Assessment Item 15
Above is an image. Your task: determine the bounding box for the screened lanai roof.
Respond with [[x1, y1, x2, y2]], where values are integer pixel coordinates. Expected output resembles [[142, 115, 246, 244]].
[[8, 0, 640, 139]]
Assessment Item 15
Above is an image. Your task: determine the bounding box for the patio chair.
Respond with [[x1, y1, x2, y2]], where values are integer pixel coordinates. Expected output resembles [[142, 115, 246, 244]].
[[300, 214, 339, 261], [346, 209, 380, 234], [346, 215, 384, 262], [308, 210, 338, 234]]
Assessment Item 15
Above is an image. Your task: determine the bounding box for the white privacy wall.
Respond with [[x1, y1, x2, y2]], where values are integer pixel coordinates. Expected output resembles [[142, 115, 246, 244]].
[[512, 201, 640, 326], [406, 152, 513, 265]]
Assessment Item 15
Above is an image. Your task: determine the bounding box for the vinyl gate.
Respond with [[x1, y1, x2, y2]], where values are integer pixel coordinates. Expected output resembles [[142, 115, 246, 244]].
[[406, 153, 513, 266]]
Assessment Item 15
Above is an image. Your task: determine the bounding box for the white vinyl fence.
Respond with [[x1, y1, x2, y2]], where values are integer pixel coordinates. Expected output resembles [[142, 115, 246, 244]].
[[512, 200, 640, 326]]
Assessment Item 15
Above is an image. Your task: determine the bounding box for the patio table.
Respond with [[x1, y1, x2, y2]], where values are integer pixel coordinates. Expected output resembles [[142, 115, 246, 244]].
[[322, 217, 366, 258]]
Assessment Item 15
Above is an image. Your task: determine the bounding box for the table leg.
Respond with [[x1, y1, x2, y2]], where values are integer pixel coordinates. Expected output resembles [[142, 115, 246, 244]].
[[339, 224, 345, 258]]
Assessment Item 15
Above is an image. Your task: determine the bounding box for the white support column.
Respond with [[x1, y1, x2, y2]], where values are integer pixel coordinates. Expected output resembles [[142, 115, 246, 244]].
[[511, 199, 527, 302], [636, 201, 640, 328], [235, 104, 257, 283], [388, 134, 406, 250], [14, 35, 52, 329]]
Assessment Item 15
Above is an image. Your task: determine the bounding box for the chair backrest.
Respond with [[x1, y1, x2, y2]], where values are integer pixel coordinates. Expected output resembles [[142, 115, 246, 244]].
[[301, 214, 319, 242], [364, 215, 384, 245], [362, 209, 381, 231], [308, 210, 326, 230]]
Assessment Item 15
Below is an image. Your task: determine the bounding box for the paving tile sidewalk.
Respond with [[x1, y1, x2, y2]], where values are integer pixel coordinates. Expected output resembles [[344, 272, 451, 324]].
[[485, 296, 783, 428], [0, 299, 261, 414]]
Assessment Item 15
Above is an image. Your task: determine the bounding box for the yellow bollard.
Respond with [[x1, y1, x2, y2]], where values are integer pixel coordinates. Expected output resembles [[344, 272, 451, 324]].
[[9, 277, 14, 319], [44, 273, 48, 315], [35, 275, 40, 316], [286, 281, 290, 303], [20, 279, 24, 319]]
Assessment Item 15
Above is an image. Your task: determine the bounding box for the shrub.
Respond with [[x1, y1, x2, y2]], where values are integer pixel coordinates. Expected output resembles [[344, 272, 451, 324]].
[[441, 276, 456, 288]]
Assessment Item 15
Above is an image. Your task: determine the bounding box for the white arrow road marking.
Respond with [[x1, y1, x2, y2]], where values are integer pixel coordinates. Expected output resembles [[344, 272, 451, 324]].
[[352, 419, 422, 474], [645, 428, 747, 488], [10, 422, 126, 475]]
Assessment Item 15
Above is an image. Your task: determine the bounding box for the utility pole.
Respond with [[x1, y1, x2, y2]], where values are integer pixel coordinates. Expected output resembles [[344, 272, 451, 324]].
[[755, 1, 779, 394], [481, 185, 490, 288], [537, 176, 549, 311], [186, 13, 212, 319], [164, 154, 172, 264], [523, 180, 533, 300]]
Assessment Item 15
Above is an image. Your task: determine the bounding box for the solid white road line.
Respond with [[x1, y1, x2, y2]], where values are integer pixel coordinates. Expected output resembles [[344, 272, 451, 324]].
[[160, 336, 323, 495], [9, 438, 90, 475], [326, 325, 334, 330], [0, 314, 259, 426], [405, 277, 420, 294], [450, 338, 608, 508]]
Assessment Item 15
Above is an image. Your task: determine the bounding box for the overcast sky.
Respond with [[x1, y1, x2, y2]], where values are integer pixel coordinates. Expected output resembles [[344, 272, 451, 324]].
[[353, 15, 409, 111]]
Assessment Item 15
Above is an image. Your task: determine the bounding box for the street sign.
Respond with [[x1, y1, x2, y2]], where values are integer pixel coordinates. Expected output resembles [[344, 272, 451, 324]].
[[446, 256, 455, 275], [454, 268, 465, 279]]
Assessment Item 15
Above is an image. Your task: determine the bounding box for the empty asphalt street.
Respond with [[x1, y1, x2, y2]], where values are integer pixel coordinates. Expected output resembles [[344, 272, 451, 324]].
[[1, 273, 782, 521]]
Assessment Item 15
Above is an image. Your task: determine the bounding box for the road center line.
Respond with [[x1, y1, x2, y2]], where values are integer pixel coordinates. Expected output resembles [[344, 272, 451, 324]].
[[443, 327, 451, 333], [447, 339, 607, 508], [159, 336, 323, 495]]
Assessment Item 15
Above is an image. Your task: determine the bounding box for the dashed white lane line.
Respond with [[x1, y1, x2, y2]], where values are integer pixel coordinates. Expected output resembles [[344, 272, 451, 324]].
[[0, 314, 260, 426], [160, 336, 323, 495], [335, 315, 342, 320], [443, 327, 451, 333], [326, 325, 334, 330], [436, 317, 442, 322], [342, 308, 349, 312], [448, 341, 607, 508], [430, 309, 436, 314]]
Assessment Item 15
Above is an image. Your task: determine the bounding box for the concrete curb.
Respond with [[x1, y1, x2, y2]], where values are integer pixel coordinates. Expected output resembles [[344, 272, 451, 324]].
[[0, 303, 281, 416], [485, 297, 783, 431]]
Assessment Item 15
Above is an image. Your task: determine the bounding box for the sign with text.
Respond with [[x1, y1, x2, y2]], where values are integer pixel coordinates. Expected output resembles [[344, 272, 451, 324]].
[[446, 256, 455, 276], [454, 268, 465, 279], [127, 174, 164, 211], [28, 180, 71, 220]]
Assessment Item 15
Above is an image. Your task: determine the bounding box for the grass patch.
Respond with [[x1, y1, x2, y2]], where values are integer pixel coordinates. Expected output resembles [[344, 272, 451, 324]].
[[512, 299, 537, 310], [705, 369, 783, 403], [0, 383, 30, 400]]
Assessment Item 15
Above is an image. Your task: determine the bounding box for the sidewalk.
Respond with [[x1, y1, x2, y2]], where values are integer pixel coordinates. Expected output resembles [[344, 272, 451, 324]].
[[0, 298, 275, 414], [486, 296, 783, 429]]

▶ About this exercise
Output every line of the listing word for word.

▶ Answer space
Assessment Item 15
Above is an image. Your task: determine the bounding box for the screened lanai roof.
Respond with [[x1, y1, x2, y2]], where values are integer pixel coordinates. Expected output resembles [[142, 115, 246, 244]].
[[8, 0, 640, 139]]
Assessment Item 15
Above is an image. Your task: determine the bounding box for the patio chair.
Respond with [[x1, y1, x2, y2]], where values are integer pixel coordinates. Expected output resembles [[142, 115, 246, 244]].
[[300, 214, 339, 261], [346, 209, 380, 234], [346, 215, 384, 262], [308, 210, 338, 234]]
Assessment Item 15
Above is an image. Your task: determine the bounding box for the white privacy wall.
Respond with [[x1, y1, x2, y2]], where values are integer pixel coordinates. Expected output resembles [[142, 115, 246, 244]].
[[512, 201, 640, 326], [406, 152, 513, 265]]
Assessment Item 15
Above is an image. Your task: determine the bounding box for the vinyl gate.
Respond with [[x1, y1, x2, y2]], where values are integer pixel coordinates. Expected output resembles [[142, 115, 246, 244]].
[[406, 153, 513, 266]]
Assessment Item 15
Above is an image. Your task: determine the bounding box for the white vinyl fence.
Respond with [[x1, y1, x2, y2]], where values are integer pixel coordinates. Expected output resembles [[142, 115, 246, 244]].
[[512, 200, 640, 326]]
Assessment Item 15
Above is an image. Your task: determine the bounding box for the patio table.
Respond with [[x1, y1, x2, y2]], where values are integer pixel coordinates. Expected output resembles [[142, 115, 246, 244]].
[[322, 217, 366, 258]]
Assessment Item 15
Above is an image. Your task: determine the bounding box for the table leg.
Respond with [[x1, y1, x2, y2]], where values are integer pixel coordinates. Expected output resembles [[142, 115, 246, 244]].
[[339, 224, 345, 258]]
Assessment Item 15
Above is an image. Your task: determine the bounding box for the white support column.
Respond with [[x1, y1, x2, y2]], where values are integer pixel coordinates. Expected output resembles [[142, 115, 246, 244]].
[[511, 199, 527, 302], [636, 201, 640, 328], [235, 104, 257, 283], [388, 134, 406, 250], [14, 35, 52, 329]]
Assessment Item 15
Above is an image. Your task: determine the bounding box for the chair backrest.
Respond with [[x1, y1, x2, y2]], where values are integer pixel coordinates. Expected output resembles [[142, 115, 246, 244]].
[[301, 214, 319, 242], [364, 215, 384, 245], [362, 209, 381, 231], [308, 210, 326, 230]]
Assessment Item 15
Below is an image. Your task: determine the bounding box for the paving tile sidewalk.
Respond with [[x1, y1, x2, y2]], where values are integer pixel coordinates. Expected output resembles [[344, 272, 451, 324]].
[[485, 296, 783, 428], [0, 299, 261, 414]]
Assessment Item 15
Above is an image. Your task: determine the bounding box for the yellow bollard.
Respond with [[x1, y1, x2, y2]], where values are integer pixel coordinates. Expected output resembles [[344, 272, 451, 324]].
[[9, 277, 14, 319], [44, 273, 48, 315], [35, 275, 40, 316], [286, 281, 290, 303], [20, 279, 24, 319]]
Assessment Item 15
Above is an image. Your task: determine the bounding box for the shrub.
Respond with [[x1, y1, x2, y2]], where values are integer pixel coordinates. Expected output resembles [[344, 272, 451, 324]].
[[441, 276, 456, 288]]
Assessment Item 15
Above is an image. Your task: determine the bounding box for the white arrow road marking.
Respond with [[x1, y1, x2, y2]], where values are integer pixel coordinates. Expected output resembles [[344, 272, 451, 324]].
[[352, 419, 422, 474], [645, 428, 747, 488], [10, 422, 126, 475]]
Assessment Item 15
Above is an image. Your task: determine the bounding box for the utility pole.
Respond with [[x1, y1, x2, y2]], where values are integer pixel coordinates. Expected output resembles [[344, 272, 451, 324]].
[[755, 1, 779, 394], [481, 185, 490, 288], [537, 176, 549, 311], [186, 13, 212, 319], [164, 154, 172, 264], [523, 180, 533, 300]]
Assessment Item 15
Above is an image. Your task: determine the bounding box for the solid white road line.
Respond with [[x1, y1, x2, y2]], where values are integer pixel coordinates. Expected output resembles [[344, 272, 451, 324]].
[[160, 336, 323, 495], [9, 438, 90, 475], [326, 325, 334, 330], [0, 314, 259, 426], [405, 277, 420, 294], [450, 338, 608, 508]]
Assessment Item 15
Above is an image. Your task: determine the bounding box for the overcast sky.
Respond with [[x1, y1, x2, y2]], where values are integer pixel coordinates. Expected output resembles [[344, 272, 451, 324]].
[[353, 15, 409, 111]]
Assessment Item 15
Above is an image. Your task: determine the bounding box for the street sign.
Respond with [[x1, y1, x2, y2]], where values are integer pixel coordinates. Expected output resembles [[344, 272, 451, 324]].
[[446, 256, 455, 275], [454, 268, 465, 279]]
Assessment Item 15
Above is an image. Your task: determine the bounding box for the empty asphalt street.
Respond with [[x1, y1, x2, y2]], where values are integer pixel coordinates. Expected output resembles [[344, 272, 451, 324]].
[[1, 273, 782, 521]]
Assessment Item 15
Above is an image. Your task: determine the bounding box for the road center line.
Respond with [[x1, y1, x2, y2]], where values are integer pixel coordinates. Expected output resembles [[344, 272, 451, 324]].
[[443, 327, 451, 333], [447, 339, 607, 508], [159, 336, 323, 495]]
Assessment Item 15
Above is an image. Your task: determine the bounding box for the dashed white lane line.
Respond with [[x1, y1, x2, y2]], where values are integer pixel coordinates. Expected output resembles [[344, 272, 451, 324]].
[[0, 314, 260, 426], [160, 336, 323, 495], [335, 315, 342, 320], [443, 327, 451, 333], [326, 325, 334, 330], [436, 317, 442, 322], [342, 308, 349, 312], [448, 341, 607, 508], [430, 309, 436, 314]]
Assessment Item 15
Above is an image. Your task: determine the bounding box for the concrete curb.
Respond with [[x1, y1, x2, y2]], where values are integer pixel coordinates. Expected output resembles [[344, 272, 451, 324]].
[[0, 303, 281, 416], [485, 297, 783, 431]]
Assessment Item 15
Above is an image. Your task: determine the bounding box for the sign with text.
Respond with [[x1, y1, x2, y2]], where values are integer pixel coordinates. Expected output resembles [[344, 272, 451, 324]].
[[446, 256, 455, 276], [454, 268, 465, 279], [127, 174, 164, 211], [28, 180, 71, 220]]
Assessment Item 15
Above is an image. Your task: determine the bounding box for the grass patch.
Respond with [[x1, y1, x2, y2]], where values are integer pixel coordinates. Expected output resembles [[344, 272, 451, 324]].
[[512, 299, 537, 310], [705, 369, 783, 403], [0, 383, 30, 400]]
Assessment Item 15
Above is an image. Your task: determine the bounding box for the sidewalk.
Respond with [[x1, y1, x2, y2]], where values are integer pixel coordinates. Expected output resembles [[344, 272, 451, 324]].
[[0, 298, 275, 414], [486, 296, 783, 429]]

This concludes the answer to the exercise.